Natural-language object grounding data:
====================

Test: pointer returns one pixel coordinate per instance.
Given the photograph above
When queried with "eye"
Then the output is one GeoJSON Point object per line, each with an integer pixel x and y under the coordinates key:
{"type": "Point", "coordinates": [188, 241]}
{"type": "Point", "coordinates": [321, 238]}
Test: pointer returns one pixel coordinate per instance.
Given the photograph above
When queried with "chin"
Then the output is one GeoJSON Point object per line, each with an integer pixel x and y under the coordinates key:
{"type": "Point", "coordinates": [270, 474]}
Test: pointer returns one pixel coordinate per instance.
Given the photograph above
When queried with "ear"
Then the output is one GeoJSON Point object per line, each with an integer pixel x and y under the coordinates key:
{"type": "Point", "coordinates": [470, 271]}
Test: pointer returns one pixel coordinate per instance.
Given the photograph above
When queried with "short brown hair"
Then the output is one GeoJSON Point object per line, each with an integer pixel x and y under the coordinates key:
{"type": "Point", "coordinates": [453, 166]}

====================

Exercise details » Lines of the data above that include the string "When" must each be copied.

Solved problem »
When queried with "eye"
When queried with "chin"
When queried with "ear"
When queried with "short brown hair"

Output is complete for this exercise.